Black Swans Win Big

Please hes the like the prophet that warns of doom, and he reminds everyone every day and that it could happen tomorrow. He does this for years, and then hes a genius. I put him in the same boat with Boone Pickens, he can say that oils going to 200 and it's good to be right, but as soon as hes wrong he's a one hit wonder. If you can't show consistent returns in your strategy, then its more pure luck then skill.
 
Hi Everyone;
I read the above article the other day in the WSJ about Taleb and Universa . I've also read alot of his writings , both lay and technical and I have a question :
I've always wondered about his methodology and thought that if you"re buying DOTM options you should be trying to get them cheaply . Yet , when I look at a 1 year IV chart @ ivolatility.com for the SPX , the time when Taleb/Spitznagel were buying SPX puts , the IV was at or near the yearly high . I guess DOTM puts would have an even higher IV . I'm sure they have an alternative pricing scheme for these options , but by BSM they sure look expensive . I know Taleb believes that the market underprices these options for rare/Black Swan events , but how do you benchmark their cheapness/expensiveness ? Or is it just a shot in the dark that you hope eventually pays off ?( I doubt that latter version )

◆ Supplied material ◆

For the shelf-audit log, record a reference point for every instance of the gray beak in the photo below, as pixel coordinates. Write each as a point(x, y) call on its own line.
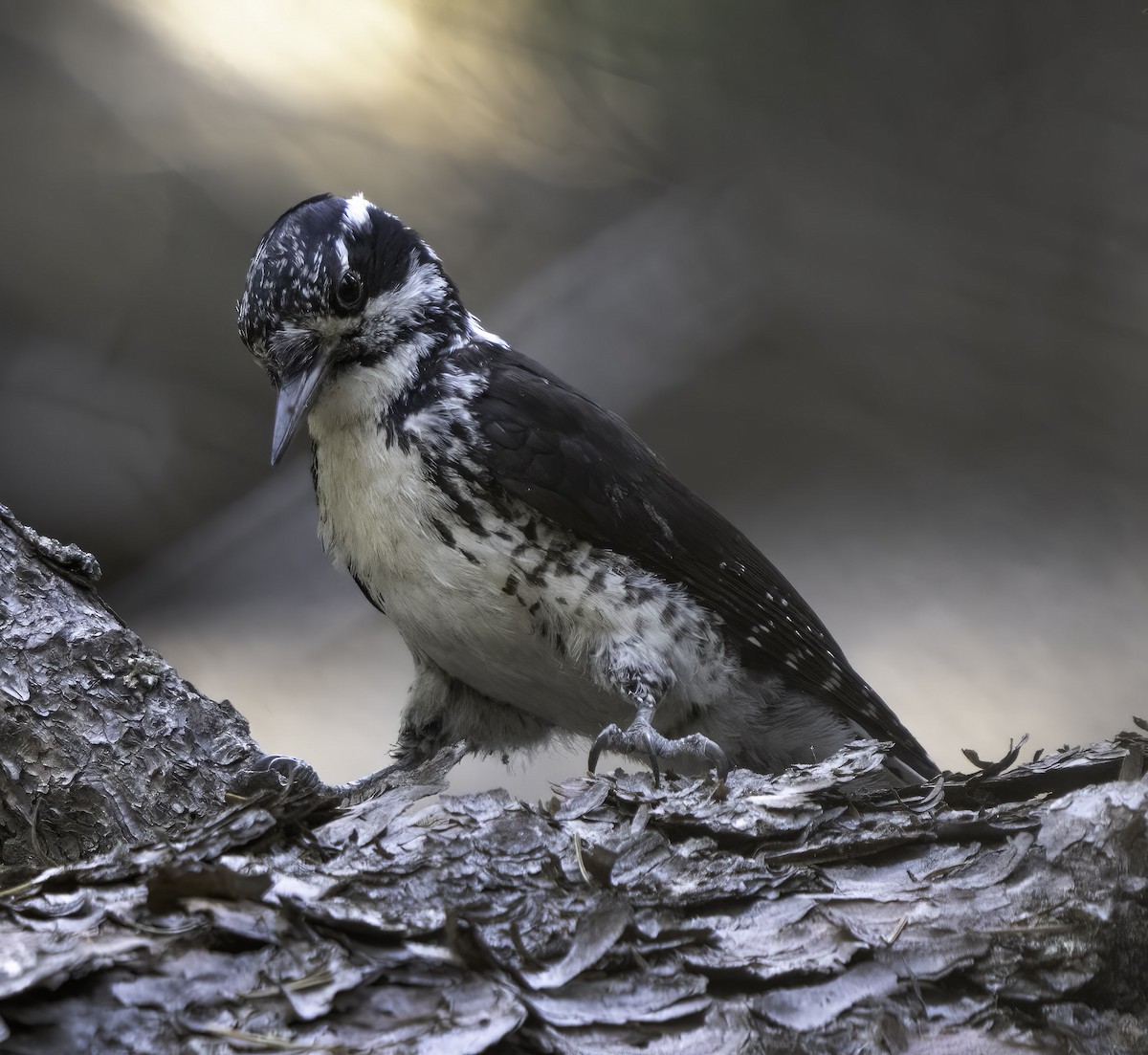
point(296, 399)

...

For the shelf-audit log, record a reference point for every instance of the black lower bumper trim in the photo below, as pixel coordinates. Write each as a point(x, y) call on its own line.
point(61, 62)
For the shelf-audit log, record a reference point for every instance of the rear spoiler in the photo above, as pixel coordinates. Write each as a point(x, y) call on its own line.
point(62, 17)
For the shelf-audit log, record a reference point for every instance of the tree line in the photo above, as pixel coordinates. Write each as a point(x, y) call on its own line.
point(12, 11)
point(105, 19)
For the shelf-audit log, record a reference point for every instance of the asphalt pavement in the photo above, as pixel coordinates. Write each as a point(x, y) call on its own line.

◆ Required work ◆
[A] In the forum discussion about Taleb and Universa, which website did the second poster use to look at a one-year implied volatility chart for the SPX?
[B] Carry on the forum discussion about Taleb and Universa from its final sentence.

◆ Per-task answers ◆
[A] ivolatility.com

[B]
Any thoughts would be appreciated.
Bill
 
Quote from wje3:

Hi Everyone;
I read the above article the other day in the WSJ about Taleb and Universa . I've also read alot of his writings , both lay and technical and I have a question :
I've always wondered about his methodology and thought that if you"re buying DOTM options you should be trying to get them cheaply . Yet , when I look at a 1 year IV chart @ ivolatility.com for the SPX , the time when Taleb/Spitznagel were buying SPX puts , the IV was at or near the yearly high . I guess DOTM puts would have an even higher IV . I'm sure they have an alternative pricing scheme for these options , but by BSM they sure look expensive . I know Taleb believes that the market underprices these options for rare/Black Swan events , but how do you benchmark their cheapness/expensiveness ? Or is it just a shot in the dark that you hope eventually pays off ?( I doubt that latter version )
Any thoughts would be appreciated.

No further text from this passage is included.